(Text for analysis):
• • • •

A closely-watched survey of business activity has shown its best reading on record as a vaccine-driven reopening of the economy gets into gear.
The IHS Markit/CIPS flash composite Purchasing Managers’ Index (PMI) for May, which covers both manufacturing and services and is updated later in the month, credited a surge in growth and employment to the gradual unlocking of COVID-19 restrictions.
It gave a combined reading of 62.0 – comfortably above the 50 mark separating growth from contraction and the best score since the composite measure first surfaced in January 1998.
“Looser pandemic restrictions and high levels of pent up demand meant that a swift turnaround in labour market conditions continued in May, with private sector employment rising at the quickest pace since June 2014,” the report said.
However, it sounded a note of caution on inflation – as consumer prices already surge at the fastest rate for more than a decade – warning that cost pressures for businesses were at their highest level for 13 years.
The growth element of the survey adds to evidence that activity has shot up since March, though it was not enough to prevent gross domestic product (GDP) tumbling by 1.5% in the first quarter.
The Bank of England forecast earlier this month that the UK economy would see its strongest growth this year since 1941 – a historic bounce back from the worst slump in more than 300 years during 2020 as the pandemic struck.
The PMI data suggested hotels, restaurants and other previously closed consumer services saw the strongest jump in demand during May.
It does not cover the retail sector but official sales figures, released separately on Friday, bolstered the case for a second quarter fightback as they revealed a 9.2% surge as high street shops reopened in April.
The chief threat to activity could come from rising inflation as a surge in living costs risks choking affordability.

• • • •

(Information provided):
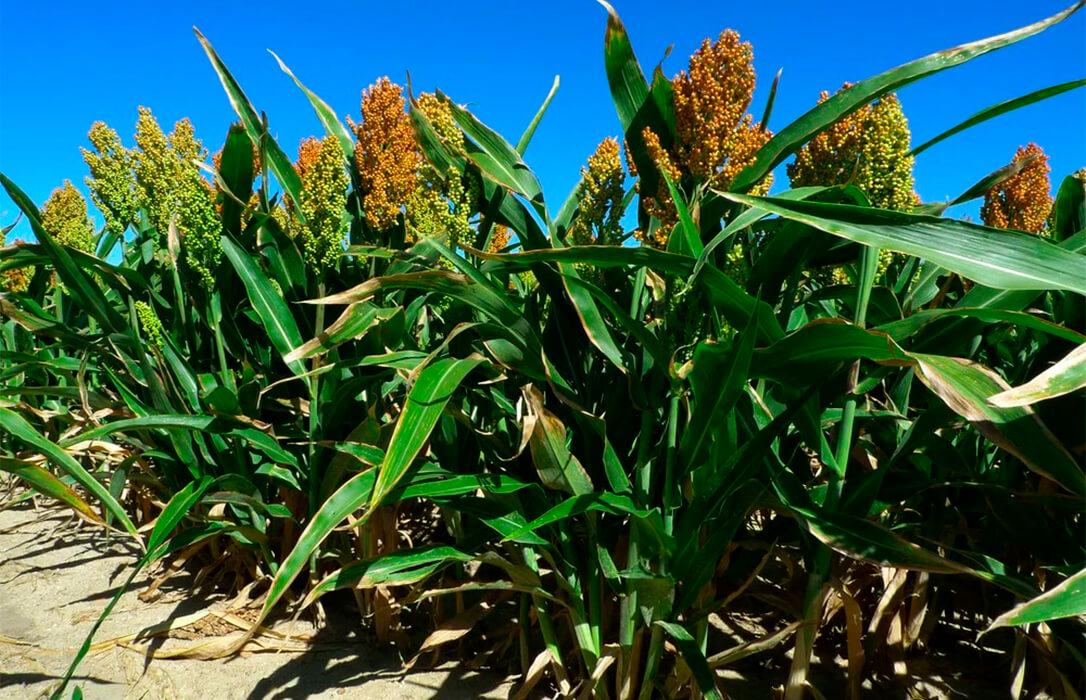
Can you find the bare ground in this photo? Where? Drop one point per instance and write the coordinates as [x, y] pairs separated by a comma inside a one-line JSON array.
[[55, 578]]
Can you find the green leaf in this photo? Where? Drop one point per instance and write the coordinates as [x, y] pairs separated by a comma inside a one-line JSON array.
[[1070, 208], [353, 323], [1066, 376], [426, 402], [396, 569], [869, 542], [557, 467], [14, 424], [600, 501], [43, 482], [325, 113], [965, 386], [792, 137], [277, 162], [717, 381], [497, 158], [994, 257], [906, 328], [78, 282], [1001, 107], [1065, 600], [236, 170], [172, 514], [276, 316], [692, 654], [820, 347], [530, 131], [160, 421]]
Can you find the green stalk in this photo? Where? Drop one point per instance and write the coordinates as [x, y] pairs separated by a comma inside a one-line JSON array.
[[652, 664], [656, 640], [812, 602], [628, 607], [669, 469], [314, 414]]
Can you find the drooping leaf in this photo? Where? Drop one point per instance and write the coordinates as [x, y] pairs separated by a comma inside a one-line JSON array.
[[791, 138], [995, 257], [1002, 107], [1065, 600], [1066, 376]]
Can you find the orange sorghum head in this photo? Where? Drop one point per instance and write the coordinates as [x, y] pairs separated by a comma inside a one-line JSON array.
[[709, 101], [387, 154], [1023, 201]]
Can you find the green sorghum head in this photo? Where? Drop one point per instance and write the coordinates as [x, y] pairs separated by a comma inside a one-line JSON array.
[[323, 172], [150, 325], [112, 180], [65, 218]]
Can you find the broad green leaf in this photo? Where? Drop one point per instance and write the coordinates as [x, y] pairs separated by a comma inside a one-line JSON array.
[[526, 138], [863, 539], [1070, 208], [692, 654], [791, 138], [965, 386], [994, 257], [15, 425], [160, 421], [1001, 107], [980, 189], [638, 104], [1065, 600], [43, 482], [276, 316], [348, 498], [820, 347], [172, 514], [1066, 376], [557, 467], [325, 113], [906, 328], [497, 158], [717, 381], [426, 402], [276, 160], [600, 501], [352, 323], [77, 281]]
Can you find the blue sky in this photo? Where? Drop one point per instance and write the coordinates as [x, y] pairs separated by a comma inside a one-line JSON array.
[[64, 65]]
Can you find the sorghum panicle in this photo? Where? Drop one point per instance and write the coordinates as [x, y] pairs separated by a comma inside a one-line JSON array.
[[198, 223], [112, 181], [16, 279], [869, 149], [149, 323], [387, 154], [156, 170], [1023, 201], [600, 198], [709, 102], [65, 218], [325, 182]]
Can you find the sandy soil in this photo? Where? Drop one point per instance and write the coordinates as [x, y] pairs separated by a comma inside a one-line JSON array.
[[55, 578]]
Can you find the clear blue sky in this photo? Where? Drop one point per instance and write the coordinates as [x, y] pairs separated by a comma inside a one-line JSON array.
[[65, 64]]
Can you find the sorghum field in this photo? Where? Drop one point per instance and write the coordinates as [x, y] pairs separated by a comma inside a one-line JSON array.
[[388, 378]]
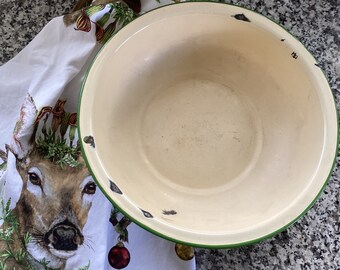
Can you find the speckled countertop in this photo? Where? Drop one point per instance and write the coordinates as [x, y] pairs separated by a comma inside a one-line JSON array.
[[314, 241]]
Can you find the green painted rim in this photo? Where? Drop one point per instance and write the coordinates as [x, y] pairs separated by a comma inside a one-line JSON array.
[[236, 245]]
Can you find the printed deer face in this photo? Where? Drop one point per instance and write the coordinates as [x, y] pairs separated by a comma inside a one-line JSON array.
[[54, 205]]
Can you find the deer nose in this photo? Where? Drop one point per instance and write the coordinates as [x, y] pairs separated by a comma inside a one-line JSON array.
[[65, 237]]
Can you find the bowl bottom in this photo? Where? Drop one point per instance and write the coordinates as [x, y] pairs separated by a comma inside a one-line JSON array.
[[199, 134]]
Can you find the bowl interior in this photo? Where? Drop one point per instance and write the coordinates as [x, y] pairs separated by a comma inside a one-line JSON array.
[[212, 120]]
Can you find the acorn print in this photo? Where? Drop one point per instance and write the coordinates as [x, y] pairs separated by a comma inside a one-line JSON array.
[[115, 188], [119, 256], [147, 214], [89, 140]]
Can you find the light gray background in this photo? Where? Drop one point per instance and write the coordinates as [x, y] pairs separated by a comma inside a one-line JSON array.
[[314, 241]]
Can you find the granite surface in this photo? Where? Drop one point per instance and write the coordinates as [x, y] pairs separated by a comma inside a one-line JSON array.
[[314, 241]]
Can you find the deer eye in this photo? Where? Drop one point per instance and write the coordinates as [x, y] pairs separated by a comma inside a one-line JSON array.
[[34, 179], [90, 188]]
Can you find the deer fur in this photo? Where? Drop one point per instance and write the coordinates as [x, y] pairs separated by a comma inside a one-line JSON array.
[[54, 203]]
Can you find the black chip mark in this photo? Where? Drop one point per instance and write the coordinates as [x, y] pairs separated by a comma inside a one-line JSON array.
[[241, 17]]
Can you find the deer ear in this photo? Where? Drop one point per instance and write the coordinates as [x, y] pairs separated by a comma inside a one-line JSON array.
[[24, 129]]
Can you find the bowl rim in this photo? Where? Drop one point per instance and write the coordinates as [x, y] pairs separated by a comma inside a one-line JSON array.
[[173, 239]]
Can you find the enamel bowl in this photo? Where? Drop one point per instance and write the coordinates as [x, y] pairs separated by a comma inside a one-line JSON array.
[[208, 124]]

• • • •

(Exercise brief): Continue the article on the record UK business activity survey, starting right after its last sentence about rising inflation threatening activity.

(Response to this task):
The Bank’s governor, Andrew Bailey, said earlier this week that policymakers were yet to see evidence of rises in prices paid by manufacturers feeding through into consumer prices.
Instead, he believes inflation can currently be linked to “transitory” shifts as the economy unlocks.
The Bank, which has an inflation target of 2%, could move to curb a predicted surge in inflation beyond its target through an interest rate rise, or rises, but raising borrowing costs could do more harm than good to the overall recovery.
The PMI noted on Friday: “Manufacturers mostly commented on price pressures due to shortages of raw materials and high shipping costs, while service providers often noted increased staff salaries.
“Strong customer demand helped to confer a greater degree of pricing power to private sector businesses in May, as signalled by the strongest rate of output charge inflation since this index began nearly 22 years ago.”
It is an issue that is casting a cloud across western economies.
But Samuel Tombs, chief UK economist at Pantheon Macroeconomics, saw little reason for the Bank to worry.
He wrote: “With labour market slack likely to increase later this year when the furlough scheme is wound down and COVID-related costs set to diminish as the country exits the pandemic, we continue to think that the MPC (monetary policy committee) will look through the upcoming bout of above-target CPI inflation.”